### PROVIDED RECORDS ###
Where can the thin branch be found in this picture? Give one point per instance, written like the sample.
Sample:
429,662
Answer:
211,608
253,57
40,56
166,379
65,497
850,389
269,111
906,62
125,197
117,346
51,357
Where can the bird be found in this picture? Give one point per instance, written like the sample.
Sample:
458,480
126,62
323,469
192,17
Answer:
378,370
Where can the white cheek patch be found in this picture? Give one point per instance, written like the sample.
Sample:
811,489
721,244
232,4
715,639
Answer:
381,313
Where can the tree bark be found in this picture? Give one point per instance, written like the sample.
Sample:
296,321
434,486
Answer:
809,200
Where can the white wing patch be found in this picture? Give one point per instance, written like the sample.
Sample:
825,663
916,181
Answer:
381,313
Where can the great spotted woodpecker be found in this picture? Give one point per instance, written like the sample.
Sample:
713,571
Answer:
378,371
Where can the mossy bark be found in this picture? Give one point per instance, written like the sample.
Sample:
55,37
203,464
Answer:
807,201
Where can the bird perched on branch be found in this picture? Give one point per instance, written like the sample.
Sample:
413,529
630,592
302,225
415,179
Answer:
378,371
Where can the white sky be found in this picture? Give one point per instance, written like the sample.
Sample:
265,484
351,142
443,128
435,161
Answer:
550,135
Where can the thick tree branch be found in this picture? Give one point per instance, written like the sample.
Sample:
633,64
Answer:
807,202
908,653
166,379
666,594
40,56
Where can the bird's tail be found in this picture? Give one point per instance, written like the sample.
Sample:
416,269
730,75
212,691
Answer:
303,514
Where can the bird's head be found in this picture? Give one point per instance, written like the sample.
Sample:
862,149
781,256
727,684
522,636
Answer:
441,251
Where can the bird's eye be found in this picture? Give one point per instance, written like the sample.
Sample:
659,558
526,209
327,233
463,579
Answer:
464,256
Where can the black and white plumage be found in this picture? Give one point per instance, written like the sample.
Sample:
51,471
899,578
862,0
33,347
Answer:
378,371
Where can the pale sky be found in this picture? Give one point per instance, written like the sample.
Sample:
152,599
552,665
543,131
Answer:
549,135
###
▸ THE REQUEST
Can you copy all of the data above line for line, without changing a single character?

▸ RESPONSE TO THIS TASK
Where can the thin branch be found in this picture? Give one point per instance, written like the sample.
Sample:
429,662
Answer:
211,608
253,57
40,56
166,379
65,497
850,389
269,111
906,62
125,197
117,346
51,357
Where can the bird be found in this picture? Give one point per instance, written like the sample.
Sample:
458,480
126,62
323,469
192,17
Answer:
378,370
Where can the white cheek patch be found in this picture? Give one point per instance, written like the sample.
Sample:
811,489
721,244
232,4
715,639
Answer:
381,313
Where can the tree bark be found in this picture? Give one point per instance, written like the sample.
Sample:
296,321
434,486
Answer:
809,200
Where can the white wing patch be found in this picture? Give one point per instance, written like the sample.
Sample:
825,663
916,181
Answer:
381,313
Where can the great spotted woodpecker be found in this picture? Give one point per instance, written like the sample.
Sample:
713,571
Answer:
378,371
Where can the mossy bark be found in this picture? Give one point per instance, written like the sample.
Sample:
55,37
203,464
Answer:
807,201
Where can the bird perched on branch be found in this picture? Give one point per instance, written like the sample.
Sample:
413,529
630,592
302,225
415,179
Answer:
378,371
Where can the white sky be found in this picture? Give one point per instance, written like the sample.
Sample:
265,484
351,142
443,128
435,161
Answer:
550,135
Where can the thick tree branch be found in this picture? Give one point per instance, written like the sample.
Sample:
633,64
Answer:
807,202
908,653
166,379
666,594
40,56
Where can the bird's tail be found in this picture? Give one point per instance, written like the sample.
Sample:
416,269
730,75
212,691
Answer:
303,514
Where can the bird's head be found in this picture? Give one point per instance, written like the sample.
Sample:
862,149
781,256
727,684
522,636
Answer:
441,251
Where can the bird's eye be found in this picture? Give one point per instance, written like the sample.
Sample:
659,558
526,209
327,233
463,579
Answer:
464,256
Where can the black and white plumage be found in this picture? Give one point per instance, written like the sample.
Sample:
51,471
899,578
862,0
33,347
Answer:
378,371
Where can the pale sky be found in this picture? Give one point per instance, written like the sample.
Sample:
152,599
552,665
543,131
Answer:
549,135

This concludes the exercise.